OBJECTIVE —
Starting at the line that contains "The locator SHOULD return, for each instance of the green tea" and continuing through the end of the items, both ends included, can you write out only those lines again, shifting every x and y coordinate in the answers up by 56 and leaving all other text unchanged?

ENTRIES SHOWN —
## start

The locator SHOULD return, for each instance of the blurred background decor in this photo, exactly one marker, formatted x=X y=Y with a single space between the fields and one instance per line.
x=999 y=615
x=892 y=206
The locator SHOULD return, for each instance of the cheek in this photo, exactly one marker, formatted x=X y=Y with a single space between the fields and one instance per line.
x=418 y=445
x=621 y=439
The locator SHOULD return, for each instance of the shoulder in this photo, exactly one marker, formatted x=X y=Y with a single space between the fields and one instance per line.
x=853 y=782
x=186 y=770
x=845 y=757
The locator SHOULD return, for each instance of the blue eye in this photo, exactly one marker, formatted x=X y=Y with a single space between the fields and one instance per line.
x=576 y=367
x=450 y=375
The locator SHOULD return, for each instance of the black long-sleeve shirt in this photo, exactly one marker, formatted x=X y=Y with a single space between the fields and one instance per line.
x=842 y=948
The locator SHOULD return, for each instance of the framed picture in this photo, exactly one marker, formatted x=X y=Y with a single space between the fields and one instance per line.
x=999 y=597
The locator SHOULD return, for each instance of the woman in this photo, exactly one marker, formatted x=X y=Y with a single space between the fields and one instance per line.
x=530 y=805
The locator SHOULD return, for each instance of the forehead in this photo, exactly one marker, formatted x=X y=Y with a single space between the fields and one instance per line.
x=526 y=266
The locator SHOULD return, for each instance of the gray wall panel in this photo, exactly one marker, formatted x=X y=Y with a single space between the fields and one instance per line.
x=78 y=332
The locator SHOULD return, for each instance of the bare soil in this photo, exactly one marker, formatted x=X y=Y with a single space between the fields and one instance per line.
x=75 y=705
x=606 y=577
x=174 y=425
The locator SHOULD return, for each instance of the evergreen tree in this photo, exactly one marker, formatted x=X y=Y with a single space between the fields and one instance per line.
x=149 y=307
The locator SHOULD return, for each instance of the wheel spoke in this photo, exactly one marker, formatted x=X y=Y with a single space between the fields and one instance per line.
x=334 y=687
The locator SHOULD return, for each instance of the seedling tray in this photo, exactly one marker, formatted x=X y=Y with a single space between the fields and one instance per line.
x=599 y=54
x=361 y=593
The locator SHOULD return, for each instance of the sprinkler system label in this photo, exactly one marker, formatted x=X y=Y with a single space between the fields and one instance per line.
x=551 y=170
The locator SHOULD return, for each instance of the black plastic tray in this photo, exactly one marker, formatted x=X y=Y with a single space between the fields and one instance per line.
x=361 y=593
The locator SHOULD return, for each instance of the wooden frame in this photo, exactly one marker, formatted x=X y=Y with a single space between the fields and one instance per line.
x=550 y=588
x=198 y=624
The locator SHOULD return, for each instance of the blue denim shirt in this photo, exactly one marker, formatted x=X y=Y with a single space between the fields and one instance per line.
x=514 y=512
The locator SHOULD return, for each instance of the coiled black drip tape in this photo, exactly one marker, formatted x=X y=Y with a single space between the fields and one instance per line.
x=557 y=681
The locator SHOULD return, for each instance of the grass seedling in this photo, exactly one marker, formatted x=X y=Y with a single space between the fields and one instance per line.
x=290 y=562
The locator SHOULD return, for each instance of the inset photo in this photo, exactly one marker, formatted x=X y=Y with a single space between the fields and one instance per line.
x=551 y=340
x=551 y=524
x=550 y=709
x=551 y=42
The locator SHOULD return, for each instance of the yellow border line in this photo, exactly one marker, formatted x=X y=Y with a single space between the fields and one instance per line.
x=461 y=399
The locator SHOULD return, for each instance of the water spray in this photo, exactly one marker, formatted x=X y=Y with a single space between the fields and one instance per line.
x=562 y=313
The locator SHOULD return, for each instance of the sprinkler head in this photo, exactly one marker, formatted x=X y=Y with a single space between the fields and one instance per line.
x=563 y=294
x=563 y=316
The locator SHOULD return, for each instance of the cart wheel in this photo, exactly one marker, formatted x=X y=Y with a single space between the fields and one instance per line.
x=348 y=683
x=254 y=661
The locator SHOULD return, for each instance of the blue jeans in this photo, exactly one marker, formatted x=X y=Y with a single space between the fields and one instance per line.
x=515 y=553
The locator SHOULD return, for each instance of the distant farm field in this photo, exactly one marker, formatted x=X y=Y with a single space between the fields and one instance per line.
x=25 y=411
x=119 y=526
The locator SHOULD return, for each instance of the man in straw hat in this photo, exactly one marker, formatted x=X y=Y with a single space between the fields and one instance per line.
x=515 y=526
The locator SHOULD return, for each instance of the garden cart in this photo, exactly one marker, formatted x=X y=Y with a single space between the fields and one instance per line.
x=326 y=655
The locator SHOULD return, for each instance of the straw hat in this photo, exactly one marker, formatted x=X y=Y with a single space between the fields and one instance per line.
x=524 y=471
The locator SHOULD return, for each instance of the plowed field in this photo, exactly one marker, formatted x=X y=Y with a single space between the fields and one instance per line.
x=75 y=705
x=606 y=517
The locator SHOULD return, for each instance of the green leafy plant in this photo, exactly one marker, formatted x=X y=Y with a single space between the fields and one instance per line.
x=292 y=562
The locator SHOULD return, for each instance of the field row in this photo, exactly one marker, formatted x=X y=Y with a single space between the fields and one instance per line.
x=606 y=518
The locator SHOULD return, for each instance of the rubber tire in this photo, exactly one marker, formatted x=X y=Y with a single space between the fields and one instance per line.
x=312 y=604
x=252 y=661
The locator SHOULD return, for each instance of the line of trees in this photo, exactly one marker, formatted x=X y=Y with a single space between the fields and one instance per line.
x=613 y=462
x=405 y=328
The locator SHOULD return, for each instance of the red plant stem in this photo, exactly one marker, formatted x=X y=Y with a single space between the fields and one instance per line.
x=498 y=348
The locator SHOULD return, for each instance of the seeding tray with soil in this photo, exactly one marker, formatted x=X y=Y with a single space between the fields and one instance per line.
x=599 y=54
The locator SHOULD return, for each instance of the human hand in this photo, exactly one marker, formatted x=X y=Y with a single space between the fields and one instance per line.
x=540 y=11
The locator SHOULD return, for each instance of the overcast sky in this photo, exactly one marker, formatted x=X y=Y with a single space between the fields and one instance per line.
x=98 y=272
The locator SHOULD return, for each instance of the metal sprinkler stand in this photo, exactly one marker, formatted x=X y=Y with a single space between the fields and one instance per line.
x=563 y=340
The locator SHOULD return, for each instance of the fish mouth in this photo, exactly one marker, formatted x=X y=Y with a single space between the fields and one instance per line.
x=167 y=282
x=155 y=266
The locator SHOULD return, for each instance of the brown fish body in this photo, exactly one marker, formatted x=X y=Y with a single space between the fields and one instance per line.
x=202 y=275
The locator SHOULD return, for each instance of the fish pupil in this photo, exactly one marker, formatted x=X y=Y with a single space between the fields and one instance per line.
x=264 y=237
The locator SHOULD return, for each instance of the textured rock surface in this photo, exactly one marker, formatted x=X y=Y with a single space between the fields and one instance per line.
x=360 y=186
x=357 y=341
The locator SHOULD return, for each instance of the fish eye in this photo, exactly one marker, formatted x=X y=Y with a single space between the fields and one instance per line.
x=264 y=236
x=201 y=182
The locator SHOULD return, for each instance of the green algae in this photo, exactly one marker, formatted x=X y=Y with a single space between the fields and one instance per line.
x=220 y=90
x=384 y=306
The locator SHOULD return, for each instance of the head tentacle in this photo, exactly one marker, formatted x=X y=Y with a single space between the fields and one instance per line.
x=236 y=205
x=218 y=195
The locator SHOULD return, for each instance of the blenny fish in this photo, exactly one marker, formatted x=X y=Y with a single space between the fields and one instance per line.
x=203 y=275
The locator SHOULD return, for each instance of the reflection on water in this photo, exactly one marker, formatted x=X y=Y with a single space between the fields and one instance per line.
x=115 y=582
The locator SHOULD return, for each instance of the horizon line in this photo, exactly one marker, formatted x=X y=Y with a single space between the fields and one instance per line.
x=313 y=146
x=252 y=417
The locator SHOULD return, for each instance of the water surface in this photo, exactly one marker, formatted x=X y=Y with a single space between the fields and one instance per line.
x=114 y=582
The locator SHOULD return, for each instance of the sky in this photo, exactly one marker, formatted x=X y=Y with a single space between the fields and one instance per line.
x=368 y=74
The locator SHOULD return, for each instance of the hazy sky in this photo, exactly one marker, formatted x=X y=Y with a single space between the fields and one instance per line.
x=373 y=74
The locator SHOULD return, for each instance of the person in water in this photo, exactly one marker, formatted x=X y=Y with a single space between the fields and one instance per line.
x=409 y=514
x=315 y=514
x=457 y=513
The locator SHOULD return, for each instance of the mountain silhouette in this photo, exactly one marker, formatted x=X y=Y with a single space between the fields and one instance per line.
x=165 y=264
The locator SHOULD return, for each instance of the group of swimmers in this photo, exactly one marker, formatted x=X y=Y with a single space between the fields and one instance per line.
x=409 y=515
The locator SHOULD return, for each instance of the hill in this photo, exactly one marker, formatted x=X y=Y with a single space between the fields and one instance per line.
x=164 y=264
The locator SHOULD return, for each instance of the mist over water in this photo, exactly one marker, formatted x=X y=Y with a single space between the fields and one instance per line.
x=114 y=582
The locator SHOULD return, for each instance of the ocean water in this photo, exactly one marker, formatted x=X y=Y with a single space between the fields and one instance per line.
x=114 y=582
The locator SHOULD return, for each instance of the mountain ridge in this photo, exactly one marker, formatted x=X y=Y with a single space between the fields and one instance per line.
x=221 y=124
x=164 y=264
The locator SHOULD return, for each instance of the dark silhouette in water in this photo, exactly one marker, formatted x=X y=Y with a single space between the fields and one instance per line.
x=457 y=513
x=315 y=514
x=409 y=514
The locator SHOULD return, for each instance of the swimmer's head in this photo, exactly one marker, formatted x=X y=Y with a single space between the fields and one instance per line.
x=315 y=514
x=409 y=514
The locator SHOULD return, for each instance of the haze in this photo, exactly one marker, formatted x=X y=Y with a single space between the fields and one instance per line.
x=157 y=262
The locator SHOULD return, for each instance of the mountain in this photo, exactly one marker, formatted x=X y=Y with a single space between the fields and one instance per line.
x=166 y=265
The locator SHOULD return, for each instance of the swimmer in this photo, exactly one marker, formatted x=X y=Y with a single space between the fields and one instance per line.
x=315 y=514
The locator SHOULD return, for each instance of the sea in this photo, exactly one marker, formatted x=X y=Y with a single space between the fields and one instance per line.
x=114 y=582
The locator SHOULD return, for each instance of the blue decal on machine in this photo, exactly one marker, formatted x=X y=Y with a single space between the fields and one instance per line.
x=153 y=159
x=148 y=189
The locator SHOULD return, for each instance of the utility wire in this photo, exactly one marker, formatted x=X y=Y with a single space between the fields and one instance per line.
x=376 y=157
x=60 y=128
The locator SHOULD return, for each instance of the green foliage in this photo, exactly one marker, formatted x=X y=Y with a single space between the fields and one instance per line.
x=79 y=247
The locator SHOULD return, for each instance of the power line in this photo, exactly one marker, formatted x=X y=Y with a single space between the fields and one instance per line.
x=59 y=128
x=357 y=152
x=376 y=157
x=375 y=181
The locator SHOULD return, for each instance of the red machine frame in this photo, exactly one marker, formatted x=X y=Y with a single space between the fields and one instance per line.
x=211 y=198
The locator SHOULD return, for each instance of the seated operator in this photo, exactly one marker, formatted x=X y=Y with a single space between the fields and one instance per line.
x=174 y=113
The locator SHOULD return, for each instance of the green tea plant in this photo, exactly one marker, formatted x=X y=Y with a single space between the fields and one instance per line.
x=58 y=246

## end

ANSWER TO THE EXERCISE —
The locator SHOULD return, for each instance of the green tea plant in this photo, exactly one marker, formatted x=X y=Y with a single space between the fields and one instance per line.
x=114 y=302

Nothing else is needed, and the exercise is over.